# Exercise description:
Copy out the lines of the rows below word for word, leaving out the pictures.

# Photo object pointing rows:
Begin

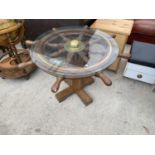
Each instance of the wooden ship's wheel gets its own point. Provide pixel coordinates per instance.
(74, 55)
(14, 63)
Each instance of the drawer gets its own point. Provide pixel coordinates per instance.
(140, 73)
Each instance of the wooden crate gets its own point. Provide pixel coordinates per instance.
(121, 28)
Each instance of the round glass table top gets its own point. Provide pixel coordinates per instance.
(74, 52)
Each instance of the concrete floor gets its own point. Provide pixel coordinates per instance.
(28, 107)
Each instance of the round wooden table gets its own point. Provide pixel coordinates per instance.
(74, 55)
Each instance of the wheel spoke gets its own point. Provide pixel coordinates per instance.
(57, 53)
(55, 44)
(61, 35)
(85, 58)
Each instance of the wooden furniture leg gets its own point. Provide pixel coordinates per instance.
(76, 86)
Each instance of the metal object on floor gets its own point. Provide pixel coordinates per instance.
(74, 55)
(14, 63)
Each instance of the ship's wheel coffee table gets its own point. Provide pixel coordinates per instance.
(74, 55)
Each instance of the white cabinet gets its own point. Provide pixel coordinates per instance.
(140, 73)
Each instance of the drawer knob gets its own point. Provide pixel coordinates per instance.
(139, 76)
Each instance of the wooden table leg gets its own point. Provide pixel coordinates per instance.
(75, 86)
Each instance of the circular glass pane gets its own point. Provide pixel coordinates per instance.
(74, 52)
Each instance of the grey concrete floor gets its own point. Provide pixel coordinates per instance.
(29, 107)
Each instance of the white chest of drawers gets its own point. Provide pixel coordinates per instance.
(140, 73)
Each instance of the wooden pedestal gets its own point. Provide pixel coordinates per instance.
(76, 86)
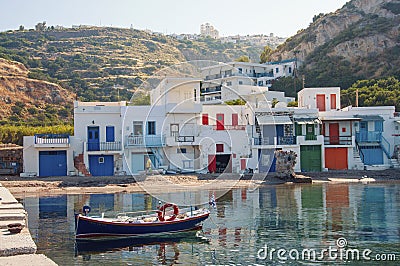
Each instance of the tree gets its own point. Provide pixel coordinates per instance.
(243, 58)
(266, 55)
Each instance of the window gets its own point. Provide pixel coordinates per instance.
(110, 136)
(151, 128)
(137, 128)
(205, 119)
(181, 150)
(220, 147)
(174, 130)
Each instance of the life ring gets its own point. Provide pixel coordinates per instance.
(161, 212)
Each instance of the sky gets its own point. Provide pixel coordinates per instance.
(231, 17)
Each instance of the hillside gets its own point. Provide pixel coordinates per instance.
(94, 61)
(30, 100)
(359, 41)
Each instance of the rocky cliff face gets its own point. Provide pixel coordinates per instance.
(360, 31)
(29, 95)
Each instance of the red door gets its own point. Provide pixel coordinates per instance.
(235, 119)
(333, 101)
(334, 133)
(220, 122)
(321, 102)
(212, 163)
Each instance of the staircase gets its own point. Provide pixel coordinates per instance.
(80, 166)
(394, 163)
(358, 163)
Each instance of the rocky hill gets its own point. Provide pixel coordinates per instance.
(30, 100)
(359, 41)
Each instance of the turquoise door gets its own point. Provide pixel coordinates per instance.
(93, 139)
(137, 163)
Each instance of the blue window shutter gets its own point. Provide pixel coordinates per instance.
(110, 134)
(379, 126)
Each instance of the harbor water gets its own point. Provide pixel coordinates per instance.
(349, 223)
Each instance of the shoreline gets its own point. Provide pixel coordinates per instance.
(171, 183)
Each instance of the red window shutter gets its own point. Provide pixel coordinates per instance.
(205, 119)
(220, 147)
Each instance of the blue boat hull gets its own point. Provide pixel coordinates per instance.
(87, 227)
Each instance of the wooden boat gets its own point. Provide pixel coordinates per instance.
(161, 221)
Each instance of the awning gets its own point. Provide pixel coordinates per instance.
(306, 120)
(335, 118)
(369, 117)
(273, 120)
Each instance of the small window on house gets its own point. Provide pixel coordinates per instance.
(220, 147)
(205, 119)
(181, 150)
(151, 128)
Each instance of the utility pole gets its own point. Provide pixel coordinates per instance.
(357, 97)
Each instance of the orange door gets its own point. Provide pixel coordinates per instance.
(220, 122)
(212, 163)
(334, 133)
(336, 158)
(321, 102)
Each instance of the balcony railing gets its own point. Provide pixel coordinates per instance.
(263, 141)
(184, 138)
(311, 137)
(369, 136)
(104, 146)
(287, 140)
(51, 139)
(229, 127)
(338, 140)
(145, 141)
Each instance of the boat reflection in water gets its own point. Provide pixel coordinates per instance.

End

# Written response:
Each instance of the wooden ship's wheel gets its own point. Provide pixel coordinates per instance.
(74, 55)
(14, 63)
Each instance of the drawer gets its own point. Provide pixel coordinates per instance.
(140, 73)
Each instance of the wooden crate gets its own point. Provide pixel coordinates per instance.
(121, 28)
Each instance of the round glass table top gets its own point. Provide pixel coordinates per instance.
(74, 52)
Each instance of the concrete floor gets its own point. Provide pixel coordinates per instance.
(28, 107)
Each instance of the round wooden table gets its own point. Provide pixel coordinates per instance.
(74, 55)
Each instance of the wheel spoke gets its own point. Provide pixel coordinates per instance.
(57, 53)
(55, 44)
(61, 35)
(85, 58)
Each instance of the wooden furniture leg gets its own point. Provide pixel coordinates per instance.
(76, 86)
Each instance of the metal object on floor gets its own point. Provide pixel coordinates per instance.
(74, 55)
(14, 63)
Each instance of the ship's wheel coffee table gets its own point. Provide pixel coordinates per instance.
(74, 55)
Each instance of the white cabinet gets its own point. Provide pixel coordinates per instance.
(140, 73)
Each instance of the drawer knob gets its own point. Provide pixel coordinates per instance.
(139, 76)
Each instance of the wooden table leg gets its own point. Provide pixel coordinates per instance.
(75, 86)
Each instance of the circular glass pane gets its own point. Provide pixel coordinates per instance.
(74, 52)
Each instance of the grey concrete floor gets its own point. Provide pixel coordinates per instance.
(29, 107)
Each instance of the white chest of drawers gets its own point. Provide pixel coordinates per instance.
(140, 73)
Each instance of the wooden pedestal gets its own point. Provide pixel coordinates per instance.
(76, 86)
Each instance of the tree gets its own point. Provide pixel coordinates per instance.
(243, 58)
(266, 55)
Each instance of the window gets its own point. Provide pixel coordinates per instance.
(110, 136)
(151, 128)
(137, 128)
(205, 119)
(181, 150)
(220, 147)
(174, 130)
Each instance of the life ring gets its own point. Provide pixel coordinates per instance.
(161, 212)
Each instance of the sky gets its own point. Provide pixel coordinates per instance.
(231, 17)
Each instance of the hillside gets its own point. Provide pixel coordinates per instance.
(94, 61)
(30, 100)
(359, 41)
Each instance of the rocky cliff face gets its own point. Provide pixel coordinates per instance.
(360, 31)
(29, 95)
Each instance of the red door gets its own point. Provide pixel coordinates per instance.
(235, 119)
(333, 101)
(334, 133)
(220, 122)
(321, 102)
(212, 163)
Each instance of the staircase gets its own point. Provide pixel coordinates per instance.
(80, 166)
(394, 163)
(358, 163)
Each instance of the rocky hill gets its own point. Provide pixel coordinates per instance.
(30, 100)
(359, 41)
Each instance of the turquoise door gets its own point. Provide pixel coordinates per instance.
(93, 139)
(137, 163)
Each instance of the blue window shutter gets its own point. Provide pixel coordinates per instance.
(110, 134)
(379, 126)
Each instance of the harbor water gets its own point. Provide pixel coordinates per instance.
(349, 223)
Each instance of the shoreline gets its own point. Provide pixel coordinates per instance.
(171, 183)
Each instance of the red window shutter gets its own point. Provide pixel coordinates per instance.
(205, 119)
(220, 147)
Each instance of the blue boat hull gets its own point. Provide pixel coordinates per instance.
(87, 227)
Each instance of the wooden boat gets its own point. Provide pixel coordinates per instance.
(161, 221)
Each instance of the awning gets its own point. Provide pixel coordinates per instance.
(306, 120)
(335, 118)
(369, 117)
(273, 120)
Each instance of the small window on house gets its own point. Provide pixel coordinates per instance.
(220, 147)
(205, 119)
(181, 150)
(151, 128)
Each instance of the utility pole gets its own point. Provide pixel coordinates per instance.
(357, 97)
Each instance of the orange door gets its own point. Provide pixel coordinates per instance.
(220, 122)
(212, 163)
(334, 133)
(336, 158)
(321, 102)
Each instance of the balcony railing gets its own point. Provide pixel coordinates per instance.
(263, 141)
(184, 138)
(311, 137)
(369, 136)
(104, 146)
(287, 140)
(51, 139)
(229, 127)
(338, 140)
(145, 141)
Each instance of the boat reflection in water gets its own point. Provide pixel coordinates per instance.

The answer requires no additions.